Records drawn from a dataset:
Start of Block

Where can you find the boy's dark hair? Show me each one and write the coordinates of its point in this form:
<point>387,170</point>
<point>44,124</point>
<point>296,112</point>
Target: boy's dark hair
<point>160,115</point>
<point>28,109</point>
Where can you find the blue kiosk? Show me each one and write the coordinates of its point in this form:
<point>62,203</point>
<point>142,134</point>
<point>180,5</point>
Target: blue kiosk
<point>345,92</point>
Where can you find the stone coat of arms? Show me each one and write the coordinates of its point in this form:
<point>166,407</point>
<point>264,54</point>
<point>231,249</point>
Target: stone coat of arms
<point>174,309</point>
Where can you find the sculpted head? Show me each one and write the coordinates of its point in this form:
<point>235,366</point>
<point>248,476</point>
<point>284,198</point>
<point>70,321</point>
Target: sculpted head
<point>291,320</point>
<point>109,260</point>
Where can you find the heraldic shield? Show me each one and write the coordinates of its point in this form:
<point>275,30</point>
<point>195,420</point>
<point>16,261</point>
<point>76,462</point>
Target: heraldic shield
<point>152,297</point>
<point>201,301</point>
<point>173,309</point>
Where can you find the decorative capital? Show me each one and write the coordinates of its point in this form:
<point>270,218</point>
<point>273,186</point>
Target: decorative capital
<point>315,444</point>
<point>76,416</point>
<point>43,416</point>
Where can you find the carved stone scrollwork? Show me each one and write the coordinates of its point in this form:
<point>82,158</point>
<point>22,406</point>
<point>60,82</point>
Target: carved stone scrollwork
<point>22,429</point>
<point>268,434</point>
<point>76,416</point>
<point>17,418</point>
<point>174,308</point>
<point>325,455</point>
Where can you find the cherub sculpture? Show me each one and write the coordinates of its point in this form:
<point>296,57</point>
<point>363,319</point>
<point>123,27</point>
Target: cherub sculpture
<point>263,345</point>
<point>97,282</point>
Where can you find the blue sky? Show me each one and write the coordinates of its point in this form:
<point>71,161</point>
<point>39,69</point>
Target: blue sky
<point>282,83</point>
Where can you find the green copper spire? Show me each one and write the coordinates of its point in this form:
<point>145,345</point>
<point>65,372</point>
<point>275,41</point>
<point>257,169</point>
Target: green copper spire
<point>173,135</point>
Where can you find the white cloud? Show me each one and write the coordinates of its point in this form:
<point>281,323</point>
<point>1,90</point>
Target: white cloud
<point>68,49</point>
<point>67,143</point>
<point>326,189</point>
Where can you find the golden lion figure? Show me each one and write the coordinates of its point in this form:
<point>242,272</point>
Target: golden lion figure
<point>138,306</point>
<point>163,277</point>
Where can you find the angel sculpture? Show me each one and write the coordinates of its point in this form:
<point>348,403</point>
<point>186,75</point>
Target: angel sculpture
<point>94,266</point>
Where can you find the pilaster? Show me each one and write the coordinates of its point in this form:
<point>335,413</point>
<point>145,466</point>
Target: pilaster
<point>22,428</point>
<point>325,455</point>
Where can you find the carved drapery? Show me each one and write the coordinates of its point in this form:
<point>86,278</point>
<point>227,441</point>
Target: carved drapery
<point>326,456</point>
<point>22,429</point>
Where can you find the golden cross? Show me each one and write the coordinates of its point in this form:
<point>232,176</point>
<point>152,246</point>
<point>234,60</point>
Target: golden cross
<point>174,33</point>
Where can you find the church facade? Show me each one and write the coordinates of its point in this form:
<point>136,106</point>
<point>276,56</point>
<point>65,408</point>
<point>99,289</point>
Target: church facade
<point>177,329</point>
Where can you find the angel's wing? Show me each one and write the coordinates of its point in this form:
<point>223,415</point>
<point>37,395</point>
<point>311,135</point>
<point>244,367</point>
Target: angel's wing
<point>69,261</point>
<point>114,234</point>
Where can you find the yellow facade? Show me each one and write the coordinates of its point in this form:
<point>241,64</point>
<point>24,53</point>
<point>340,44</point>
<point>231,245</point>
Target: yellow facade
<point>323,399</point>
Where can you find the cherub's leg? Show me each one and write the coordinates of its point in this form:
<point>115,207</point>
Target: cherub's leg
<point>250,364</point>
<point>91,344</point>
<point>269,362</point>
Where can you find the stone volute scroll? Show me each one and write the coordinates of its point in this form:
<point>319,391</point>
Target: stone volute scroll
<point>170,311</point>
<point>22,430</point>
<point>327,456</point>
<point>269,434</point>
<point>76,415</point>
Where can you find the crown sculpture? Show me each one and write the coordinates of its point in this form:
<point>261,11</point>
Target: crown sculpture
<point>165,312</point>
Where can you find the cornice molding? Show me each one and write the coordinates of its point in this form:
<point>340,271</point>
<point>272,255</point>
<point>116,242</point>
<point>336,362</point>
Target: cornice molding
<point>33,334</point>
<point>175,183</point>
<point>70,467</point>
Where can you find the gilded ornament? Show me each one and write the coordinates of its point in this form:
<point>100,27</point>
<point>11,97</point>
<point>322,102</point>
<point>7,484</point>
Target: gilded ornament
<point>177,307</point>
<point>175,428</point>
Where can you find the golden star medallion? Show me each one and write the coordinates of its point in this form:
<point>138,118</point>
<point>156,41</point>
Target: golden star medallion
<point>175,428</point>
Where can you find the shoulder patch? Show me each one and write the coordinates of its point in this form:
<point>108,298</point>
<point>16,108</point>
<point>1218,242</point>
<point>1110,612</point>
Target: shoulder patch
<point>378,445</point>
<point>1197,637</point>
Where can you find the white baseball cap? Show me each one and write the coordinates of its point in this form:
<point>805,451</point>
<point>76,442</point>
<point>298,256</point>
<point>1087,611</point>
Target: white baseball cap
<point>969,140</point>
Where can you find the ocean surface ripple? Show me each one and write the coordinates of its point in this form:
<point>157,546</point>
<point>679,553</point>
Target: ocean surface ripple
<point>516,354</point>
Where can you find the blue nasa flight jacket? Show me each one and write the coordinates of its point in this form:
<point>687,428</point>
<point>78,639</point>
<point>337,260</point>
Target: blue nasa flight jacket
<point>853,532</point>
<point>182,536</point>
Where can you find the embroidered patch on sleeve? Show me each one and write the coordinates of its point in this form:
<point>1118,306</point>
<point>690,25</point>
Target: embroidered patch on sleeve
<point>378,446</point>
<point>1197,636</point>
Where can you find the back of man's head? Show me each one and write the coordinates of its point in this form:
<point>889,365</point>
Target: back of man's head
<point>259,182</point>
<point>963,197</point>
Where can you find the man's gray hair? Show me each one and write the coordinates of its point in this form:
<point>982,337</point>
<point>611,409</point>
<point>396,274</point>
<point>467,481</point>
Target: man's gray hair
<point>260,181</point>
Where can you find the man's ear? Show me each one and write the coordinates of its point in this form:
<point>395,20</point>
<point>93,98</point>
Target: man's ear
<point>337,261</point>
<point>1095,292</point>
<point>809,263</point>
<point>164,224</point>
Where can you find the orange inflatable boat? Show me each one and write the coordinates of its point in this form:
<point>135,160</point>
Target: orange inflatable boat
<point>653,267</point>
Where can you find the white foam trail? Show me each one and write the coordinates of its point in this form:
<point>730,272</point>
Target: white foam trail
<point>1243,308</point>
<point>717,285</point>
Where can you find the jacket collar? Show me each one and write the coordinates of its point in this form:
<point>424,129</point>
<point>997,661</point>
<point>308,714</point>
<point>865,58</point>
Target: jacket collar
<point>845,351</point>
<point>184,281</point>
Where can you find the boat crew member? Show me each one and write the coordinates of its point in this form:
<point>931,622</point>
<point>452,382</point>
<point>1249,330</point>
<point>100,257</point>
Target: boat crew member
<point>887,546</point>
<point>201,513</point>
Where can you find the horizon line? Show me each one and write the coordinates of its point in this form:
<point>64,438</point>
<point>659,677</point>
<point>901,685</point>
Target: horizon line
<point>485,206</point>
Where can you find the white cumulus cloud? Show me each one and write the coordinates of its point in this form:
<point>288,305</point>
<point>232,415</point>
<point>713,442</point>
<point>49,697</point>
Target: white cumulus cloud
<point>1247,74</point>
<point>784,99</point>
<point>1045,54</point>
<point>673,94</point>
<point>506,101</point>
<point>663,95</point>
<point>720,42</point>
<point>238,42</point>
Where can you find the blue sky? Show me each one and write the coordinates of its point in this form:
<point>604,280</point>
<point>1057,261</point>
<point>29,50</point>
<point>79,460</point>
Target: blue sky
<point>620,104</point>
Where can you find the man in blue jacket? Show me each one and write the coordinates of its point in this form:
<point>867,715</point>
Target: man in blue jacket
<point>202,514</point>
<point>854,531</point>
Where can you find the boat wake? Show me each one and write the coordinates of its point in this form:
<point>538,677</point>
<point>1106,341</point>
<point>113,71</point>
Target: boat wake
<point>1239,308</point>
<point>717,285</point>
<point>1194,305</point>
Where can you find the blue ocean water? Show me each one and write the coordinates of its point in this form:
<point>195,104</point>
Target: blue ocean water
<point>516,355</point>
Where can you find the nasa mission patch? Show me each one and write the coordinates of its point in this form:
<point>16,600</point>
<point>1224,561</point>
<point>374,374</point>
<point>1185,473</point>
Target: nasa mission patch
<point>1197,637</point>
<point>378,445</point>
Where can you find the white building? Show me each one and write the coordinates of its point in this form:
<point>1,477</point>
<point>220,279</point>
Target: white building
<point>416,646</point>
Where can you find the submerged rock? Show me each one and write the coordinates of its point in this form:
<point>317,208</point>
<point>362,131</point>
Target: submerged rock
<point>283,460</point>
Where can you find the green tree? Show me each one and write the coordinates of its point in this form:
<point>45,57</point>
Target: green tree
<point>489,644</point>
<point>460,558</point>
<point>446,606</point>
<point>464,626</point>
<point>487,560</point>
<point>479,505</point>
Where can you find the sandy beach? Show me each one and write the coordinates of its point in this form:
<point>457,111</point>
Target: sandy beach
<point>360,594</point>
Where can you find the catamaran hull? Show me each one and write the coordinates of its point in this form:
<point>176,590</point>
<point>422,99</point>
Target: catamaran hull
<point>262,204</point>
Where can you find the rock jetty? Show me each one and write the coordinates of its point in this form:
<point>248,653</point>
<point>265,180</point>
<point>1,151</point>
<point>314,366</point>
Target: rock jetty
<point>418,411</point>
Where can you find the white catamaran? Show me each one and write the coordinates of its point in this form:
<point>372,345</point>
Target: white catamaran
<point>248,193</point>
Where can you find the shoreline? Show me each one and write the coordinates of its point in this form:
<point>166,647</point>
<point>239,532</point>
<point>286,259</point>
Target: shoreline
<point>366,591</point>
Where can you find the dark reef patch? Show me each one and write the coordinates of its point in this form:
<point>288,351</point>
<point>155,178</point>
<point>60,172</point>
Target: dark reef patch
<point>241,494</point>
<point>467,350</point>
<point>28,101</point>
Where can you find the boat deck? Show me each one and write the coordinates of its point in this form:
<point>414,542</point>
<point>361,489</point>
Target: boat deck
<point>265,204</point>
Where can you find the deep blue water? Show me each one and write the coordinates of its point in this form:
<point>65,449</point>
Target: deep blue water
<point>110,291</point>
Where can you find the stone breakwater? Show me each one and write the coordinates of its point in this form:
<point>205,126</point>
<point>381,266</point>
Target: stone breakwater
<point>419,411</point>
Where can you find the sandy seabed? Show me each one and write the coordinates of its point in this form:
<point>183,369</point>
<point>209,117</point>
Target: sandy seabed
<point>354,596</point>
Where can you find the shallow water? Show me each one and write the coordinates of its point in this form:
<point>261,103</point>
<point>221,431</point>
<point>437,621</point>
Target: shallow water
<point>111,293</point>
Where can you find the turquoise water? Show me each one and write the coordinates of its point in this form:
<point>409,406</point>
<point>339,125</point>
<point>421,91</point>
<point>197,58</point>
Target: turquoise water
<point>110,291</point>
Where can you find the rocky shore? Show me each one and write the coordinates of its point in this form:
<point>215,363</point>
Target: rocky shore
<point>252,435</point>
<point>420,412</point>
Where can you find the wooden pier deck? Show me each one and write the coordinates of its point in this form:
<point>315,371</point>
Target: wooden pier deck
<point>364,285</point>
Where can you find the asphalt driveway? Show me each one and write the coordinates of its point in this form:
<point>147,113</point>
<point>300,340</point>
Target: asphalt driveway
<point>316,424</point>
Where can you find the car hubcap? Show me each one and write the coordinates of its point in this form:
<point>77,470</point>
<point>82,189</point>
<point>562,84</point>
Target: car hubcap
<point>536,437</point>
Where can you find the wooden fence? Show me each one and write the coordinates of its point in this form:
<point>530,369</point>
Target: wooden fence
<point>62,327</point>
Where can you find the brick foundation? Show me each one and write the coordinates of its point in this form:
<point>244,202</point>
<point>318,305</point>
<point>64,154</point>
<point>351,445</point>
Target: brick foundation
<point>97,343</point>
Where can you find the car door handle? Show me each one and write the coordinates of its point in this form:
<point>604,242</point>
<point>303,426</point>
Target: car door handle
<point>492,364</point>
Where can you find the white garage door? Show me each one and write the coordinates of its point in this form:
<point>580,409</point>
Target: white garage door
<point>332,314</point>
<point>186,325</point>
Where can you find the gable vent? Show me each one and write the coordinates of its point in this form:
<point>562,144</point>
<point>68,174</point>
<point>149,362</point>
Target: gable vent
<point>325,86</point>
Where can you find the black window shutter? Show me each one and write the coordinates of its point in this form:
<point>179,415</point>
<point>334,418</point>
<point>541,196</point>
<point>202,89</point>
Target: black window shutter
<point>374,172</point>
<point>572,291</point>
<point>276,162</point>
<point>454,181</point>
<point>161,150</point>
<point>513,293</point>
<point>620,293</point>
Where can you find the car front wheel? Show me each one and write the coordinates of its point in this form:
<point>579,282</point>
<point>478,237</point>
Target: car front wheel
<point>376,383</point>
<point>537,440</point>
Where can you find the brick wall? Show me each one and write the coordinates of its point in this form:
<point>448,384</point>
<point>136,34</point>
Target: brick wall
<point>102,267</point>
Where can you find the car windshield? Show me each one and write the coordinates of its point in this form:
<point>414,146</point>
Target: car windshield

End of Block

Task to complete >> The answer is the lines above between the line holding "<point>227,441</point>" and the line holding "<point>115,207</point>", inclusive, each written out exactly, and no others.

Answer area >>
<point>227,441</point>
Target: carved drapery
<point>326,456</point>
<point>22,429</point>
Where can you find the golden cross? Show me each one and write the coordinates of its point in this form:
<point>232,176</point>
<point>152,246</point>
<point>234,60</point>
Target: golden cross
<point>174,33</point>
Where can you find the church facade? Show me each one and write the coordinates of its point in this form:
<point>136,106</point>
<point>276,56</point>
<point>65,408</point>
<point>99,289</point>
Target: church facade
<point>177,329</point>
Where can you find the angel's wing? Show me each one and write the coordinates of its point in this form:
<point>223,415</point>
<point>37,395</point>
<point>311,135</point>
<point>244,367</point>
Target: angel's wing
<point>69,261</point>
<point>114,234</point>
Where can you find the yellow facade? Show me each one and write the coordinates of its point in this form:
<point>241,64</point>
<point>24,53</point>
<point>340,44</point>
<point>231,245</point>
Target: yellow facade
<point>323,399</point>
Where can you find the cherub's leg? Show me each one and write the coordinates of its point in this form:
<point>115,207</point>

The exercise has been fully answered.